▶ _PROVIDED RECORDS_:
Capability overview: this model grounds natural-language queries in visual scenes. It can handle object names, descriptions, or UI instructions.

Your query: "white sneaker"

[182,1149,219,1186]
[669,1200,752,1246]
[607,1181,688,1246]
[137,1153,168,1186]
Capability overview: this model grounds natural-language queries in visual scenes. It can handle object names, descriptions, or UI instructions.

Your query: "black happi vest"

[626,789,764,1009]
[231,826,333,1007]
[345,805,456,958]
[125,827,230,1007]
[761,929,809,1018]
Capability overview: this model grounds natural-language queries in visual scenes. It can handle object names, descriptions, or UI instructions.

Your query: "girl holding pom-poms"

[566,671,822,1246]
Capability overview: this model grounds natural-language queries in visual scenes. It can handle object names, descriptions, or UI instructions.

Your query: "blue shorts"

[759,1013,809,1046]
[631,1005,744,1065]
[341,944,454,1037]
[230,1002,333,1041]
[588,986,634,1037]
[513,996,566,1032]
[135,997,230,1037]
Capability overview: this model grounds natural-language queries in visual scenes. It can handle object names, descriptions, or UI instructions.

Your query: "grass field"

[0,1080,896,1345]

▶ _REQUIREMENTS_: Count how many of the lines above contain the string "Your", matching case exactly, and give only that number.

▶ _EXERCISE SOLUTION_: 5